----- Text block

Question proposed, That this schedule, as amended, be the First schedule to the Bill.

Mr. Heath: I shall be brief. I should like to draw the Minister's attention to the formulation that is used in paragraph 2(c) and (d). If I remember his words correctly, he said that that was terribly vague and the Lord Chancellor's having to nominate persons who appeared to him to be representative of a particular area could not possibly work in practice. I cannot remember all the arguments that he adduced in talking down my amendment earlier. I am sure that he has those somewhere in his notes.

Question put and agreed to.

Schedule 1, as amended, agreed to.

3.15 pm

Clause 5

Functions of courts boards

Mr. Heath: I beg to move amendment No. 115, in

    clause 5, page 4, line 3, after 'concerned,', insert—

    '( ) in particular, to scrutinise, review and make recommendations about the way in which the Lord Chancellor is discharging his duty under section 21 in relation to the courts with which the board is concerned,'.

The Chairman: With this it will be convenient to discuss the following:

Amendment No. 112, in

    clause 5, page 4, line 3, leave out 'and'.

----------
----- Recorded data

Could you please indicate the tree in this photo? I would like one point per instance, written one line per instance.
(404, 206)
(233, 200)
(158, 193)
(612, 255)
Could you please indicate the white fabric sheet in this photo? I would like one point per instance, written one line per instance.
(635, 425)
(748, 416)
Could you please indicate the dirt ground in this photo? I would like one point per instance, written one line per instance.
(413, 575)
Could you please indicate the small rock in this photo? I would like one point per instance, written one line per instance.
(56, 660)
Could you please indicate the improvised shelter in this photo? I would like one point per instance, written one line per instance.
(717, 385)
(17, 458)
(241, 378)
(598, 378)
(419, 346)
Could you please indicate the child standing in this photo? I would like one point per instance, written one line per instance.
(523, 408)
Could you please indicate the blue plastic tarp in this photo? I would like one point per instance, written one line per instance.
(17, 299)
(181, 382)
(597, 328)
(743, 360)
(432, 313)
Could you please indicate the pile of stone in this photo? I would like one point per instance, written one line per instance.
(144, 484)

----------
----- Recorded data

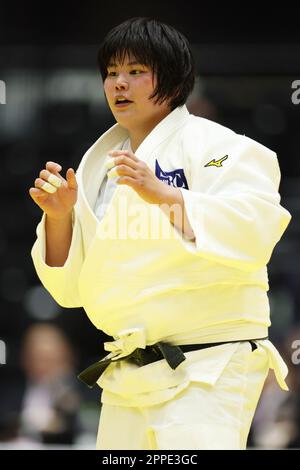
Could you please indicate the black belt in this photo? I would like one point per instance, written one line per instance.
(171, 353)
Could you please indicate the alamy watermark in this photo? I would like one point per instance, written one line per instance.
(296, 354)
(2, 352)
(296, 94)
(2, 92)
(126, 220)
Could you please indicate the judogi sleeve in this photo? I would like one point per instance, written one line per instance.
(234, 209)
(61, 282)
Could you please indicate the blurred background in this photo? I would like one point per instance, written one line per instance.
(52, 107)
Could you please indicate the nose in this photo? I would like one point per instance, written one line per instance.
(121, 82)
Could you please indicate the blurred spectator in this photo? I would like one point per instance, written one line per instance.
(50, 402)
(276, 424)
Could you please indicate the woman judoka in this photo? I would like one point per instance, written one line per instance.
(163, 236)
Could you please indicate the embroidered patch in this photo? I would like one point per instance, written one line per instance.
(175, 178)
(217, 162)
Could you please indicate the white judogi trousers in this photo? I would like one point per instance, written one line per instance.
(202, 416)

----------
----- Recorded data

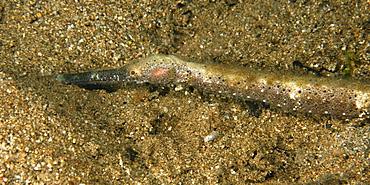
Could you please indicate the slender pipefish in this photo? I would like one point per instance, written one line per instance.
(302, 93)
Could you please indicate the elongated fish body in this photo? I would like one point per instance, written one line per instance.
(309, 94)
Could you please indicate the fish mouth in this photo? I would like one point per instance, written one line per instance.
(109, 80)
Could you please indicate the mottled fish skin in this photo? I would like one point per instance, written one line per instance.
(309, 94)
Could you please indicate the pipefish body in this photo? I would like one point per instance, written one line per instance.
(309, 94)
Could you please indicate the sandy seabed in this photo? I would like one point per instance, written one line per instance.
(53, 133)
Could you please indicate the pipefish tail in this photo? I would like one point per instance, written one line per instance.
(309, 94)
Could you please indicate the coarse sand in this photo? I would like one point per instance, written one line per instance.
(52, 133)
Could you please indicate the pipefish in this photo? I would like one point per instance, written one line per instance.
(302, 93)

----------

* _Goals_:
**A)** In the debate transcript, duplicate the passage from "Functions of courts" up to and including "leave out 'and'.".
**B)** Which amendment number does Mr. Heath move on Clause 5 in the debate transcript?

* _Task solutions_:
**A)**
Functions of courts boards

Mr. Heath: I beg to move amendment No. 115, in

    clause 5, page 4, line 3, after 'concerned,', insert—

    '( ) in particular, to scrutinise, review and make recommendations about the way in which the Lord Chancellor is discharging his duty under section 21 in relation to the courts with which the board is concerned,'.

The Chairman: With this it will be convenient to discuss the following:

Amendment No. 112, in

    clause 5, page 4, line 3, leave out 'and'.

**B)** Amendment No. 115.